(Beginning of Task inputs)

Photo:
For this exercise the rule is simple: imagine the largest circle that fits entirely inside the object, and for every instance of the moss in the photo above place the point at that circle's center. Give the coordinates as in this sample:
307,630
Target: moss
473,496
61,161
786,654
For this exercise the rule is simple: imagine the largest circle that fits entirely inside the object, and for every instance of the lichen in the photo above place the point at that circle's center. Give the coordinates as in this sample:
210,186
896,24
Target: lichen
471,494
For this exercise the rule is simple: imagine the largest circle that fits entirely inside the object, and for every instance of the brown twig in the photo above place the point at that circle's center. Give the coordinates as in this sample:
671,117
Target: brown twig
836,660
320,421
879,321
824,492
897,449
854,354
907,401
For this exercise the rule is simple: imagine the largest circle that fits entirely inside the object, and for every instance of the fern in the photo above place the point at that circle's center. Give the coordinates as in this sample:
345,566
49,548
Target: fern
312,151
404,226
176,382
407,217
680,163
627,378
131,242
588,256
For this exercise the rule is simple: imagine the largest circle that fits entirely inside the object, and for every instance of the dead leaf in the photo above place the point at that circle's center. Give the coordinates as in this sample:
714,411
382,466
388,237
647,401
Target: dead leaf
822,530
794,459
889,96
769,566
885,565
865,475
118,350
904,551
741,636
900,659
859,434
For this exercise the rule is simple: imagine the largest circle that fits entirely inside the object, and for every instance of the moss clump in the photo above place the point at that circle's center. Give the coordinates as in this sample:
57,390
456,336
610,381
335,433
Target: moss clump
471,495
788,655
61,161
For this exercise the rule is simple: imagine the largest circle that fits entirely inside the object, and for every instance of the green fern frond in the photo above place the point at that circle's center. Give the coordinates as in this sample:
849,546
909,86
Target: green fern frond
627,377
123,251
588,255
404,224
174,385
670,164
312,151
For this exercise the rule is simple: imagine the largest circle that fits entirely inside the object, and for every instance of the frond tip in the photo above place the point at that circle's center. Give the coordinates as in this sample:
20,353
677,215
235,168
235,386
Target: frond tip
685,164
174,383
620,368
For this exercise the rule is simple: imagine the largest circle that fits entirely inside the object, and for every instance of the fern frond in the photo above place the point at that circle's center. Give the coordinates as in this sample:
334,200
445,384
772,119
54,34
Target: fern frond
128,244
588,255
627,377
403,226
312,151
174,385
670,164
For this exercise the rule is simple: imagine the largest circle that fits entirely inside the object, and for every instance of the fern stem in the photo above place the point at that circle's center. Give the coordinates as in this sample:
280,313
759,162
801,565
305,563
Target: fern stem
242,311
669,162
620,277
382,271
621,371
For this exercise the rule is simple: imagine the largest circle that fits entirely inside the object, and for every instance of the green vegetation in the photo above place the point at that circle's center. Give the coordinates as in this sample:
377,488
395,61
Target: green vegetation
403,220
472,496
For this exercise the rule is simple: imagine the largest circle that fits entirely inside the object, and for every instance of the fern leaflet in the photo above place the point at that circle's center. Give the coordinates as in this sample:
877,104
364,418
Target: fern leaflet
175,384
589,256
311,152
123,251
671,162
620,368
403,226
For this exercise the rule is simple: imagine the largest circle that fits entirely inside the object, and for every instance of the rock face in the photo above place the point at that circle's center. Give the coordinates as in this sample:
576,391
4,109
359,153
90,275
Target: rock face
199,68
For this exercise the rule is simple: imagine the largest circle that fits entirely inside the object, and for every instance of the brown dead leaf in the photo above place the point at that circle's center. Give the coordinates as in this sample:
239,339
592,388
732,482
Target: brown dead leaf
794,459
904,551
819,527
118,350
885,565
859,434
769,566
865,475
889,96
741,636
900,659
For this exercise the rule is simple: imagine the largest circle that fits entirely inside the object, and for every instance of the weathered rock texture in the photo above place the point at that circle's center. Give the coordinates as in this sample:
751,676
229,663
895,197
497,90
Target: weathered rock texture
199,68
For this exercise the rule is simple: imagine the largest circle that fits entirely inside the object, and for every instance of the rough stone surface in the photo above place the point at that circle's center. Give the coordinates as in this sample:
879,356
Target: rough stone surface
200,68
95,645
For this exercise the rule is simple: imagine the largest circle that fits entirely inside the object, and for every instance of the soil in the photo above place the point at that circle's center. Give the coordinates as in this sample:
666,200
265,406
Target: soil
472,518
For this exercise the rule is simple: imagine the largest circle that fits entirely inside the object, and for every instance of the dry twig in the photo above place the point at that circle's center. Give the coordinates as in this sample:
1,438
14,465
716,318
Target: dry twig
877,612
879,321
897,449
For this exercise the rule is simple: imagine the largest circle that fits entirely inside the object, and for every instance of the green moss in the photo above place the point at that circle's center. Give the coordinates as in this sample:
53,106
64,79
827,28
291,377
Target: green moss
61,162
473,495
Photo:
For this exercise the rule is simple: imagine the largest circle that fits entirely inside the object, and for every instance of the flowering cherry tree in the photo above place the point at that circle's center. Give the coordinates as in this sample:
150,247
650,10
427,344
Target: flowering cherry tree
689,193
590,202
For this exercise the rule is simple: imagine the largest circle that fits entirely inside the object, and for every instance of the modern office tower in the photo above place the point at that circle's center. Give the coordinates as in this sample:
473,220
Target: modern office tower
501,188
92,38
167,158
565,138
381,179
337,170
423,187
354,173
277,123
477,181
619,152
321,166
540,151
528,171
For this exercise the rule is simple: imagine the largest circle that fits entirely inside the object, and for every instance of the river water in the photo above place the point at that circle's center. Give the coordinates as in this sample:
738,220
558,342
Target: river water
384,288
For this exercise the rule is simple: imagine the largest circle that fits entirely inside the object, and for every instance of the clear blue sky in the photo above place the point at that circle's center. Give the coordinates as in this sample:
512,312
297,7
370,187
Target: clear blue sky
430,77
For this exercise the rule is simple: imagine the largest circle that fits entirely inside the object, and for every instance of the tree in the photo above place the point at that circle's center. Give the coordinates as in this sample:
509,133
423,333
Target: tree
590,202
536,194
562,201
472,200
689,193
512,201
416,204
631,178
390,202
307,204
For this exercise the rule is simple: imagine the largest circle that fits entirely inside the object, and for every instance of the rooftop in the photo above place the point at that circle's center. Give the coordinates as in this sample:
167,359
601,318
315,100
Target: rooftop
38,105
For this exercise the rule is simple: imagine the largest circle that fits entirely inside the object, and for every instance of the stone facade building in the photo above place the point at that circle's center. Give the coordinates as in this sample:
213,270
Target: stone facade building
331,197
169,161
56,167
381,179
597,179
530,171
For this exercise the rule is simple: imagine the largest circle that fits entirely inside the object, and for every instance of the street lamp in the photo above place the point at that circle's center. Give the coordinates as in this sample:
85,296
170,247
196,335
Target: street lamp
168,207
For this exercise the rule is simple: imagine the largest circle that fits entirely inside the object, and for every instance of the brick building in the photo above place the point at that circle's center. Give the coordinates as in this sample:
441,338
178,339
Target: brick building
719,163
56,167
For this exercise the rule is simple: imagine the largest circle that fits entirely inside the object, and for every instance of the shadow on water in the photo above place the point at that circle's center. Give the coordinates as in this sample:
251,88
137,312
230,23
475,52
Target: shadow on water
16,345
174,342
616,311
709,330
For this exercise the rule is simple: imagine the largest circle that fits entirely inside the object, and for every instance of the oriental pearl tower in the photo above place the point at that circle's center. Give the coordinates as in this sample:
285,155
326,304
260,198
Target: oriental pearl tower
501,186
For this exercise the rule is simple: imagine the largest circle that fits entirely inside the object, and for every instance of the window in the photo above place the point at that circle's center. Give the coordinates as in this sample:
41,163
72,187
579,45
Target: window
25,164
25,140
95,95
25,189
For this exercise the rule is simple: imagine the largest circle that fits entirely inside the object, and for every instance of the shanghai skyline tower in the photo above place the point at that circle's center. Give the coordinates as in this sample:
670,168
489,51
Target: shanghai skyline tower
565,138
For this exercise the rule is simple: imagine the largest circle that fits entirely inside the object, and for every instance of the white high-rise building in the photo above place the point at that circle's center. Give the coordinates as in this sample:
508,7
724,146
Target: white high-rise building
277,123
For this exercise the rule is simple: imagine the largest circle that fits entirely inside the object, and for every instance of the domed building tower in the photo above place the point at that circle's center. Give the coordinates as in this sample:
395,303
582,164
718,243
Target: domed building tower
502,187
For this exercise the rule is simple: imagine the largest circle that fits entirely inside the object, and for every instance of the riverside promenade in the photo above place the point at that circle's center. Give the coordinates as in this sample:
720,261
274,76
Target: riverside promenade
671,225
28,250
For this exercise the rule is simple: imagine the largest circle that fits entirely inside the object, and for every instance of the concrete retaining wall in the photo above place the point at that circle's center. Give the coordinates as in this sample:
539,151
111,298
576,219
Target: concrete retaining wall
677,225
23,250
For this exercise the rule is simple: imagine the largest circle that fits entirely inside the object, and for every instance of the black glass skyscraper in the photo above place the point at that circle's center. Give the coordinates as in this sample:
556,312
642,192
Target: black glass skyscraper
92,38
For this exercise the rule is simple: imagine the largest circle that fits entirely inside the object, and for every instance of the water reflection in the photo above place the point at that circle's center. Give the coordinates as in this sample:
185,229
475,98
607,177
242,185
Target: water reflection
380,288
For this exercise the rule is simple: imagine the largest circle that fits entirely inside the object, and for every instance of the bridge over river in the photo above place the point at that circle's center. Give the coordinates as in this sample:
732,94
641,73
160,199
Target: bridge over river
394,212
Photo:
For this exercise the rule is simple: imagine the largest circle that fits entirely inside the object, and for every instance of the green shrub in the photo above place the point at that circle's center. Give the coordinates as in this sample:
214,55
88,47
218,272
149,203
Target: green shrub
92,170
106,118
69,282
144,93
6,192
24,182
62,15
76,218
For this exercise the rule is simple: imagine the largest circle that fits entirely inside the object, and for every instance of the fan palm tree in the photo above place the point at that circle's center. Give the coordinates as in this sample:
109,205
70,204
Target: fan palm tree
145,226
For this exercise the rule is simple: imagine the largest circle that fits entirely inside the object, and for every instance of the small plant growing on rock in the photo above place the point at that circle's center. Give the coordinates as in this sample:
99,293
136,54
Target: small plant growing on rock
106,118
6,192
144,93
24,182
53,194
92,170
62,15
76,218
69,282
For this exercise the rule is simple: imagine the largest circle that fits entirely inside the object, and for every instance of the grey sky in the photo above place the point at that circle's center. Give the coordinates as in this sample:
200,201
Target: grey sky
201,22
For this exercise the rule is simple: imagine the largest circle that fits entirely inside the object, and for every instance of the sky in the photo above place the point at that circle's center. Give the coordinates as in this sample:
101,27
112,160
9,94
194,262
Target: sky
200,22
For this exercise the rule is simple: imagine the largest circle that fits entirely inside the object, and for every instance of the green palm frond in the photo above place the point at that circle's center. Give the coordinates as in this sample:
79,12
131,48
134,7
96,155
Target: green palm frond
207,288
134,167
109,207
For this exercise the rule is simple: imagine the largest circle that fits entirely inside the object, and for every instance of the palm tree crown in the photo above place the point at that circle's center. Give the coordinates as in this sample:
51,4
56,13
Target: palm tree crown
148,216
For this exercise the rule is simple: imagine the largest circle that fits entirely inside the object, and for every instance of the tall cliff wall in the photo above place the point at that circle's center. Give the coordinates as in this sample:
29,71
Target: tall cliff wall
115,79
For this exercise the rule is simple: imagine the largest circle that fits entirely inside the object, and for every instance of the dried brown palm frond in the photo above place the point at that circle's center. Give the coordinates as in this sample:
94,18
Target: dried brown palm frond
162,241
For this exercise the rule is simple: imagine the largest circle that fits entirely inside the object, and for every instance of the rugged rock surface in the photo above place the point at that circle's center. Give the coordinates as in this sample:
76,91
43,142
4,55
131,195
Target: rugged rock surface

(End of Task inputs)

» What you should do
Using the listing above, copy exactly the line that contains "Target: frond tip", the line that contains "the green vegetation", and each line that falls between them.

» Problem solution
Target: frond tip
685,164
174,383
620,368
For this exercise the rule is simple: imagine the largest circle that fits entirely inside the object, and for every instance of the fern frond in the photo above place the point at that circle's center. Give the coordinates as in this sample:
334,200
445,384
772,119
54,34
Target: fern frond
128,244
588,255
627,377
403,226
312,151
174,385
670,164
For this exercise the rule is simple: imagine the largest circle that fits entirely inside the object, and for every instance of the fern stem in the photo above place the point at that circle's center. Give the coordinates as in this sample:
280,313
759,162
801,565
305,563
Target: fern stem
242,311
669,162
620,277
382,271
621,371
For this exercise the rule is simple: imagine the largest circle that fits entirely inside the object, and for every instance of the green vegetation in the photo above place the point at that circle's center. Give the coordinates as in this sample:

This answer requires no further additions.